= DOCUMENT =
☆ ☆ ☆ ☆ ☆
I had a ST experience like this. I lived with three other student teachers, and they could not believe the amount of time I spent planning and at school. She expected me to be there before 7am everyday and stay until about 6pm. As you said, I always felt like I was walking on eggshells, and I felt like I could never please her. In the end, I stuck it out and did things her way. It gave me a good idea of why things that she did would not work for me. I think a lot of it is just different teaching styles, and different personalities. I think I could coteach with several members of my team, but not all of them. A lot of it sounds like it's just her personality... she's a bit of a control freak. I always try to warn people up front that it's nothing to do with them, I'm just a control freak and like things done a certain way.
Are you going to have to be in her classroom next semester also? If so, definitely get switched now. She sounds like a bully. There are kind ways to say things and to act around people. Hope she's not as mean to her students.
☆ ☆ ☆ ☆ ☆
= SOURCE MATERIAL =

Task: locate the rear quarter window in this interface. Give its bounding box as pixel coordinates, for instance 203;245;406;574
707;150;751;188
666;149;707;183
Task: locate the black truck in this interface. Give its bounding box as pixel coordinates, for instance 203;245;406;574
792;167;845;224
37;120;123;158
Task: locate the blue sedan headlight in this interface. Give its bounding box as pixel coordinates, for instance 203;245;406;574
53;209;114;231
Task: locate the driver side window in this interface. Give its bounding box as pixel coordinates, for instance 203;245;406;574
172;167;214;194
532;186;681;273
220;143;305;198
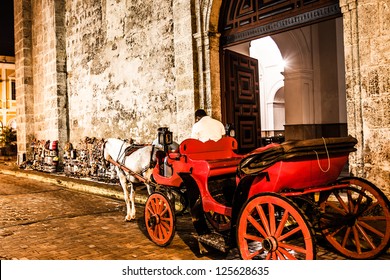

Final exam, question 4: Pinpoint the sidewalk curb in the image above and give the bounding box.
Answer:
[0,165,147,204]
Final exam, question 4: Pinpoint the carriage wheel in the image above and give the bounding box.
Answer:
[144,192,176,247]
[237,193,316,260]
[320,177,390,259]
[204,211,231,232]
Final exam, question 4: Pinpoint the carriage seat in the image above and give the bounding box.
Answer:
[179,137,243,176]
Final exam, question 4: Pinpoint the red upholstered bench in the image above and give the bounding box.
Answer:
[179,137,243,177]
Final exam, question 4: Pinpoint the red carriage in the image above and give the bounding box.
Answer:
[139,128,390,259]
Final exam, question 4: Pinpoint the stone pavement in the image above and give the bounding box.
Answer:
[0,161,390,260]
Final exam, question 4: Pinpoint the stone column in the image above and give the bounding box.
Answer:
[340,0,390,194]
[340,0,364,176]
[173,0,199,142]
[14,0,34,163]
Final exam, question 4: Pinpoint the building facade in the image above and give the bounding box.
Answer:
[14,0,390,194]
[0,55,16,131]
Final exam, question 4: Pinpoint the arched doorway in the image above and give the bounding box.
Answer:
[219,0,346,150]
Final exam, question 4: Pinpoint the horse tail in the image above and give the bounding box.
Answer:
[101,140,108,169]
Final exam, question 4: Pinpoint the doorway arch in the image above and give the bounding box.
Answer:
[195,0,347,151]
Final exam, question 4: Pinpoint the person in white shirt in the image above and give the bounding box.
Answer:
[191,109,226,142]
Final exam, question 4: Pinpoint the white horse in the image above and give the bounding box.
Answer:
[103,138,156,221]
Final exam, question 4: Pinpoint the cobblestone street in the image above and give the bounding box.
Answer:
[0,163,390,260]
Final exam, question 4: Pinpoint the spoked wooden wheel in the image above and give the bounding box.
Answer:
[237,193,316,260]
[204,211,231,232]
[320,177,390,259]
[144,192,176,246]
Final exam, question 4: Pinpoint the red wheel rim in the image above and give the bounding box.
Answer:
[145,193,175,246]
[320,178,390,259]
[237,194,315,260]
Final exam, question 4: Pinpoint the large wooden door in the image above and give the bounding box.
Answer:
[223,50,261,153]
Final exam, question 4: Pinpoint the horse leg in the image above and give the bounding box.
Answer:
[129,182,135,220]
[116,167,133,222]
[143,168,154,195]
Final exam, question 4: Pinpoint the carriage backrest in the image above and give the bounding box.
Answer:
[179,137,238,160]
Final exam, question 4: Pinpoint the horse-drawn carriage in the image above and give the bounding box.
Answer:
[103,128,390,259]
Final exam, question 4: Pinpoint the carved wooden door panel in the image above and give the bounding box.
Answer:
[223,50,261,153]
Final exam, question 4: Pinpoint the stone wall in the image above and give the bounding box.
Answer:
[340,0,390,195]
[66,0,177,142]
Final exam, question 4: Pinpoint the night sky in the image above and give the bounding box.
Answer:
[0,0,15,56]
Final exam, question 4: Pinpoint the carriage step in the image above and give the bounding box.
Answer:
☆ ☆ ☆ ☆ ☆
= PROBLEMS =
1. Express the part of the listing that opens with the line containing "Final exam, question 4: Pinpoint the carved" and closes with the line containing "[0,0,15,56]" as a Markdown table with the columns Row and Line, leaving out blank lines.
2. Write the next part of the student teaching post, starting after its final sentence.
The student teaching post and the listing come from unrelated sources.

= SOLVED PROBLEMS =
1.
| Row | Line |
|---|---|
| 1 | Final exam, question 4: Pinpoint the carved wooden door panel in the image above and give the bounding box. |
| 2 | Answer: |
| 3 | [223,50,261,153] |
| 4 | Final exam, question 4: Pinpoint the stone wall in the image above and give the bounding box. |
| 5 | Answer: |
| 6 | [340,0,390,195] |
| 7 | [66,0,177,142] |
| 8 | Final exam, question 4: Pinpoint the night sky in the image above and give the bounding box. |
| 9 | Answer: |
| 10 | [0,0,15,56] |

2.
I just got out of the meeting with my supervisor. He seemed concerned, but I really think he was trying to remain as neutral as possible. Told him pretty much everything I said here. Tried to focus on my concern about the current situation and how this is going to impact next semester. Showed him all of the e-mails that were related to the situation, showed him the lesson plan that I sent her, etc. I told him that I have nothing against my mentor. She's an amazing person and teacher that I would love to work with, but may not be the best mentor for me. I have nothing against her. She is an asset to her school. Apparently my mentor called my univ and had some frustrations of her own about me. It seems she might have the came concerns about fit as I do... My supervisor said he was going to contact the field placement director as well as my mentor to see what the best option would be. I just hope that we can get everything resolved as soon as possible.
It's really too bad that your mentor didn't discuss it with you before calling the university! She might just not be prepared to give up her room. I hope everything works out for you Hopefully you will wind up in a room where you can let your enthusiasm shine through! And if not, I know you will make the best of the current situation.